> **Brano fornito**:
^^^^

L'AIUTO DEGLI STRANIERI
È stato prezioso, a questo punto, l'aiuto di due giovani africani. Boubacar Tourè, 27enne gambiano, e Godstime Erheneden, 30enne nigeriano, operai della Fincantieri in trasferta che vedendo dalla loro stanza l'autobus caduto dal cavalcavia, hanno scelto di lanciarsi tra le fiamme per dare una mano. «Ci hanno aiutato. Insieme a loro siamo riusciti a sfilare una bambina, ancora viva, tra i corpi dei deceduti. Era ustionata, ma cosciente, respirava. Riuscire a prenderla in braccio, stringerla, ci ha dato una carica di adrenalina. Ci siamo aggrappati a quell'immagine, a quel viso, per farci forza».
IL POST TRAUMA
Il pre e il durante si possono gestire.

^^^^

> **Voci mostrate**:
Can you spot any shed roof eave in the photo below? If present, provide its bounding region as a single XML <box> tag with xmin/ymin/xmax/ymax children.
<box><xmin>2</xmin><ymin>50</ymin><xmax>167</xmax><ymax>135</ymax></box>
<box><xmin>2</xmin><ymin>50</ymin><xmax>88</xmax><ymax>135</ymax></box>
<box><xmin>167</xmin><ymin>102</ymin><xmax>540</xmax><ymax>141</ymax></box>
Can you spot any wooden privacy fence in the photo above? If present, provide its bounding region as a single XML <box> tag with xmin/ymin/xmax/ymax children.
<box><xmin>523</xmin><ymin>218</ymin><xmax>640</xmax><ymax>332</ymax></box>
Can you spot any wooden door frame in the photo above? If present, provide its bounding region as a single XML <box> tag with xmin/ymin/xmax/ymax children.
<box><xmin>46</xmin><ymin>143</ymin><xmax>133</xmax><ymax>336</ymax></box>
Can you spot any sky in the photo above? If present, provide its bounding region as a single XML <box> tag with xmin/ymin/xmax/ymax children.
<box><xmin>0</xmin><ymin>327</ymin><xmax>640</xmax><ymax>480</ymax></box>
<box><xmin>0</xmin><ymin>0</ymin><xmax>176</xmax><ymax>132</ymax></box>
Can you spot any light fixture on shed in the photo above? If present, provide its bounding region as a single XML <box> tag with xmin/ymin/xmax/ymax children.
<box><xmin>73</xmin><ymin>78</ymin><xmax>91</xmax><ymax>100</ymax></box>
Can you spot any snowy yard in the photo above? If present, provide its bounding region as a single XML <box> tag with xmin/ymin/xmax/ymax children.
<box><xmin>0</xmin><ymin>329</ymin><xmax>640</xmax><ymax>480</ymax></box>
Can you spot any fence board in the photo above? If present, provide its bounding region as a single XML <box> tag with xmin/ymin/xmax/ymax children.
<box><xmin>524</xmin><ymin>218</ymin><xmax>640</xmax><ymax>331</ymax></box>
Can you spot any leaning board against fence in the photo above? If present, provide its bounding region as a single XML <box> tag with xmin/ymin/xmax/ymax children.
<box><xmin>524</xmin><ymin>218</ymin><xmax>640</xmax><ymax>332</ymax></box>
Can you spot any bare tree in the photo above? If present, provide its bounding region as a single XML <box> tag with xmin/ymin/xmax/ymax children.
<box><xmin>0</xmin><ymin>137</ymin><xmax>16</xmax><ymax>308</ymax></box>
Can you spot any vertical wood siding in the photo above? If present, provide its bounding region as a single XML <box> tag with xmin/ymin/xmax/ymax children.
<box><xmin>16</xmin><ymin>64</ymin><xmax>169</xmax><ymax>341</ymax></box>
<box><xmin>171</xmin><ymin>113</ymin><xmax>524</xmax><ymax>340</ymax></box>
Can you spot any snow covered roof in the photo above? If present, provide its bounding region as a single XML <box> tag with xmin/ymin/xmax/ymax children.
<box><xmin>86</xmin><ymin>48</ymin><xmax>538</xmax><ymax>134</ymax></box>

^^^^

> **Compito assegnato A**:
Secondo il brano fornito, per quale azienda lavoravano i due giovani africani?
> **Compito assegnato B**:
Conta le righe delle voci in cui compare la parola "fence" e scrivi soltanto il numero.

> **Risposta esercizio A**:
Per la Fincantieri.

> **Risposta esercizio B**:
3